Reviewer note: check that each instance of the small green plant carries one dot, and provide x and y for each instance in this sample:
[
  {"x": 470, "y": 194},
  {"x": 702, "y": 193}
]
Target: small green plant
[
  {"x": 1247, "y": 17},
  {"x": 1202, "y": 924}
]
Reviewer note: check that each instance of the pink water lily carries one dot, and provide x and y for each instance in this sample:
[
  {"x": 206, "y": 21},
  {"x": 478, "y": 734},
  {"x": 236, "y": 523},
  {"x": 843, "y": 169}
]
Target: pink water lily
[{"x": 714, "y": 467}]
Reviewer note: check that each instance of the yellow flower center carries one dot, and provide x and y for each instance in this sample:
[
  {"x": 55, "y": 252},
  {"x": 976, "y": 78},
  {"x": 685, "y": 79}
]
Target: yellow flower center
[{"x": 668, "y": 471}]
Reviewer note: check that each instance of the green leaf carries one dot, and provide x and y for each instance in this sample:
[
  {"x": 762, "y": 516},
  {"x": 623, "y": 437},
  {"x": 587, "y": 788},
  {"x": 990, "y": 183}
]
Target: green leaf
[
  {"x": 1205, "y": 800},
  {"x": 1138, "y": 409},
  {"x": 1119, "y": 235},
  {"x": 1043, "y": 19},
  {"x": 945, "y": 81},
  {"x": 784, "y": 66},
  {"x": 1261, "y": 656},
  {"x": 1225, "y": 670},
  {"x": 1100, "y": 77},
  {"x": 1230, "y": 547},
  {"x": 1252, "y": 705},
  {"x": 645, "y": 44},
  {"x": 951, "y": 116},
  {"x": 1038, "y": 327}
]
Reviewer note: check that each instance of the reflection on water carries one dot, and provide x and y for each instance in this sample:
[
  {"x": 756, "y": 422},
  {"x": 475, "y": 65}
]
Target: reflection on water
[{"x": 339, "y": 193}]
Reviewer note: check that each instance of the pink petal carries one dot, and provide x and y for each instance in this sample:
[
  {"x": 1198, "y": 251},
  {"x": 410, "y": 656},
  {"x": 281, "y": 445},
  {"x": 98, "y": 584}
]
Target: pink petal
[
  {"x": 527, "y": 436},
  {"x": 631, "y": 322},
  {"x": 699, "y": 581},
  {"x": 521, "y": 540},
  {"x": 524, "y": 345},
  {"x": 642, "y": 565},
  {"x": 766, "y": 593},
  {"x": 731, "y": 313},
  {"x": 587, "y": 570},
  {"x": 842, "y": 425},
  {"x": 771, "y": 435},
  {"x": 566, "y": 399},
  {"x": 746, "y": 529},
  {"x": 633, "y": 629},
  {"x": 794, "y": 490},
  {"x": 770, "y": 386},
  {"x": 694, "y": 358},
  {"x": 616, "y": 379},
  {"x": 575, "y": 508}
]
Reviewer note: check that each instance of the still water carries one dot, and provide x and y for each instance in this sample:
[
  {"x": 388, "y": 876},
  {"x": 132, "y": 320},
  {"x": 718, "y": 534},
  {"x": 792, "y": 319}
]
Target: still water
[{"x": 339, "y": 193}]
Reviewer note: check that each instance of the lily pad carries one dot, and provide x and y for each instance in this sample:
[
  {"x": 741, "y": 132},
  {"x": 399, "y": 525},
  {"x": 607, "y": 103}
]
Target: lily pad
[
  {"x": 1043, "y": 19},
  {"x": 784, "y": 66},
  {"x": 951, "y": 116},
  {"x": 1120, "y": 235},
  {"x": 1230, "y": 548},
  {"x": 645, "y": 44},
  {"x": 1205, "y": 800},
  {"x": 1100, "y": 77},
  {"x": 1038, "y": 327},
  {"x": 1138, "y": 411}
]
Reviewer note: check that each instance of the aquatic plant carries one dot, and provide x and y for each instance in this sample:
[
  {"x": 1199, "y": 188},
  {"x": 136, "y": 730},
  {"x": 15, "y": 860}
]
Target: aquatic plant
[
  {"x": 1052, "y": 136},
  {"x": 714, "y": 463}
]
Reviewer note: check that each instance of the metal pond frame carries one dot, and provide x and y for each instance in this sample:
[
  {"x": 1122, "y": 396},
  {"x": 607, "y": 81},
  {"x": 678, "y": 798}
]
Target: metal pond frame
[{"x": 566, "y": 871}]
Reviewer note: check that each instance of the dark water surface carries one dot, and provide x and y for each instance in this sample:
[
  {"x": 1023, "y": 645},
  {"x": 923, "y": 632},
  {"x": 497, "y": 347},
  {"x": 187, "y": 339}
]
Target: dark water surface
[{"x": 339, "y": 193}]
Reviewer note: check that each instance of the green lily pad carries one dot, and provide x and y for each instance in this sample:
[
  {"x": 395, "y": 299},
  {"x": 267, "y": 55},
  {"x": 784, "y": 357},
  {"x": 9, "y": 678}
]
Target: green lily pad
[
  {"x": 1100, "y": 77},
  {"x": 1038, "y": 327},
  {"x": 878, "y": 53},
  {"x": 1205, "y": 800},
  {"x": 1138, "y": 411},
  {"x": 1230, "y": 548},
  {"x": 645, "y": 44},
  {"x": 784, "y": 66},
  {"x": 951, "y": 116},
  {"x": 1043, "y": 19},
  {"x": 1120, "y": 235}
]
------------
## Direction
Swap "Target" for "Label" in the entries starting at the line that contains "Reviewer note: check that each instance of the metal" and ending at the close of the entries, and give back only those lines with nothing else changed.

## Task solution
Reviewer note: check that each instance of the metal pond frame carries one dot, and provide x and y for each instance in this sample:
[
  {"x": 1122, "y": 396},
  {"x": 607, "y": 81},
  {"x": 678, "y": 798}
]
Label: metal pond frame
[{"x": 566, "y": 871}]
Reviewer note: check that each instance of the dark water surface carries one dot, and provide x and y for each instance in this sample:
[
  {"x": 1023, "y": 645},
  {"x": 923, "y": 632},
  {"x": 497, "y": 347},
  {"x": 187, "y": 339}
]
Label: dark water surface
[{"x": 339, "y": 193}]
Reviewer note: check that each instance of the green lily pad carries one dot, and provide x and y for each instance in this sample:
[
  {"x": 395, "y": 299},
  {"x": 267, "y": 55},
  {"x": 784, "y": 357},
  {"x": 9, "y": 678}
]
Label: green lily pad
[
  {"x": 1100, "y": 77},
  {"x": 1038, "y": 327},
  {"x": 878, "y": 53},
  {"x": 1205, "y": 800},
  {"x": 1138, "y": 411},
  {"x": 1230, "y": 548},
  {"x": 645, "y": 44},
  {"x": 784, "y": 66},
  {"x": 951, "y": 116},
  {"x": 1043, "y": 19},
  {"x": 1120, "y": 235}
]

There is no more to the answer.